Aim » Please reproduce every line in the stretch from the line containing "of the striped" through the end of the records. Multiply only the x and y coordinates in the answers by 1.95, and round each result to a whole number with halves going up.
*****
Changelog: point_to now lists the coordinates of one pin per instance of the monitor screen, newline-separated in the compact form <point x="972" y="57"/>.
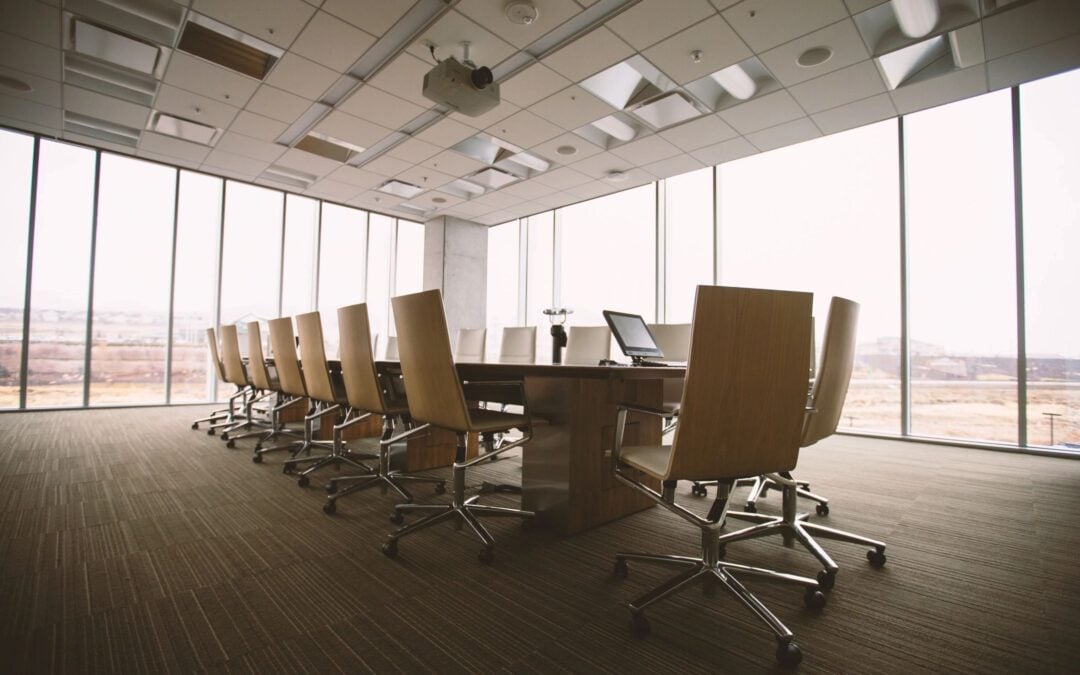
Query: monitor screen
<point x="633" y="334"/>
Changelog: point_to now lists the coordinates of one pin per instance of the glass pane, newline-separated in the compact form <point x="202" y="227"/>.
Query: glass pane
<point x="132" y="269"/>
<point x="61" y="281"/>
<point x="16" y="164"/>
<point x="689" y="242"/>
<point x="961" y="269"/>
<point x="540" y="279"/>
<point x="341" y="267"/>
<point x="834" y="232"/>
<point x="1051" y="151"/>
<point x="198" y="243"/>
<point x="251" y="262"/>
<point x="301" y="241"/>
<point x="502" y="264"/>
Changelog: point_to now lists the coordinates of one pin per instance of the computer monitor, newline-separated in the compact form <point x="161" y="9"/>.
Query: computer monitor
<point x="633" y="335"/>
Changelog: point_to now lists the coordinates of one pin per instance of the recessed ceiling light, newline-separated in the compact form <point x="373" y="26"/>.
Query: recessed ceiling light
<point x="814" y="56"/>
<point x="14" y="84"/>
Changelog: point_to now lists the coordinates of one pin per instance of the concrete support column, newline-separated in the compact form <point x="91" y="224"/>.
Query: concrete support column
<point x="455" y="260"/>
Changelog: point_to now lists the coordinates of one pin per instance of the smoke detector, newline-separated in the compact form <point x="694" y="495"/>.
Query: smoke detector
<point x="521" y="12"/>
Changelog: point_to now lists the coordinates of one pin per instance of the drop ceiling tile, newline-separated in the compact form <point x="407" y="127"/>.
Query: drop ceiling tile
<point x="332" y="42"/>
<point x="447" y="35"/>
<point x="646" y="150"/>
<point x="491" y="15"/>
<point x="248" y="147"/>
<point x="841" y="37"/>
<point x="299" y="76"/>
<point x="764" y="24"/>
<point x="278" y="104"/>
<point x="549" y="149"/>
<point x="588" y="55"/>
<point x="104" y="107"/>
<point x="786" y="134"/>
<point x="358" y="177"/>
<point x="173" y="147"/>
<point x="524" y="129"/>
<point x="206" y="79"/>
<point x="562" y="178"/>
<point x="763" y="112"/>
<point x="234" y="163"/>
<point x="858" y="113"/>
<point x="377" y="106"/>
<point x="307" y="162"/>
<point x="1036" y="63"/>
<point x="375" y="16"/>
<point x="404" y="78"/>
<point x="27" y="56"/>
<point x="414" y="150"/>
<point x="674" y="166"/>
<point x="446" y="133"/>
<point x="571" y="108"/>
<point x="941" y="90"/>
<point x="454" y="163"/>
<point x="718" y="44"/>
<point x="651" y="21"/>
<point x="387" y="165"/>
<point x="1042" y="22"/>
<point x="839" y="88"/>
<point x="706" y="131"/>
<point x="278" y="23"/>
<point x="531" y="84"/>
<point x="726" y="151"/>
<point x="352" y="130"/>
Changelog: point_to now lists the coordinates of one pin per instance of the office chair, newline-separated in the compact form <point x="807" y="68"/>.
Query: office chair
<point x="518" y="345"/>
<point x="368" y="394"/>
<point x="436" y="399"/>
<point x="471" y="345"/>
<point x="224" y="414"/>
<point x="588" y="345"/>
<point x="820" y="421"/>
<point x="748" y="426"/>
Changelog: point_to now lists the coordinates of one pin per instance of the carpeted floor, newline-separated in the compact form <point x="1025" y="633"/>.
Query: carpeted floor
<point x="131" y="543"/>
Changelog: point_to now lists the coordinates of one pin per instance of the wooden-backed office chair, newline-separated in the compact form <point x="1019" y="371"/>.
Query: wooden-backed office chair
<point x="436" y="399"/>
<point x="518" y="345"/>
<point x="367" y="394"/>
<point x="588" y="345"/>
<point x="742" y="416"/>
<point x="820" y="421"/>
<point x="471" y="345"/>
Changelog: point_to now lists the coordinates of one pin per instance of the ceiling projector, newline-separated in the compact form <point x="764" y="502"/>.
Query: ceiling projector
<point x="461" y="86"/>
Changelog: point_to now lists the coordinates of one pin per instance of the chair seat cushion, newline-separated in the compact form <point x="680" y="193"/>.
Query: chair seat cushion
<point x="651" y="459"/>
<point x="483" y="419"/>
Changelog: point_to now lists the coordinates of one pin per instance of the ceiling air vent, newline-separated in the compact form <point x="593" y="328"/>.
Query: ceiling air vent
<point x="216" y="42"/>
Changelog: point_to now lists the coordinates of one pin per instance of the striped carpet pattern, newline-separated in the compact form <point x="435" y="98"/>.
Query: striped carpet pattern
<point x="131" y="543"/>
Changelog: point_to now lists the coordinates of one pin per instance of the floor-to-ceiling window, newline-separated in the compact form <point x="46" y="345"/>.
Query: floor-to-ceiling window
<point x="961" y="269"/>
<point x="1051" y="188"/>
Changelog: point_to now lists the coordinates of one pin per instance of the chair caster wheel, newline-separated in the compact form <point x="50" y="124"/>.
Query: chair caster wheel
<point x="788" y="655"/>
<point x="814" y="599"/>
<point x="826" y="580"/>
<point x="621" y="569"/>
*****
Task answer »
Changelog: point_to now lists the coordinates of one pin per instance of the striped carpet pattern, newline-separated in the compact form <point x="435" y="98"/>.
Query: striped carpet pattern
<point x="255" y="1059"/>
Changelog: point_to now lists the coordinates of one pin per instance of the floor-to-ceiling window, newline-separated in the compact form <point x="46" y="345"/>.
Query: floor-to-ceiling window
<point x="1874" y="525"/>
<point x="2049" y="367"/>
Changelog: point_to now lists the coordinates of one pin per instance of the chair caster wheel, newline-separated in the compact form <point x="50" y="124"/>.
Query: chair caster wheel
<point x="1537" y="1277"/>
<point x="1587" y="1168"/>
<point x="1611" y="1131"/>
<point x="1211" y="1110"/>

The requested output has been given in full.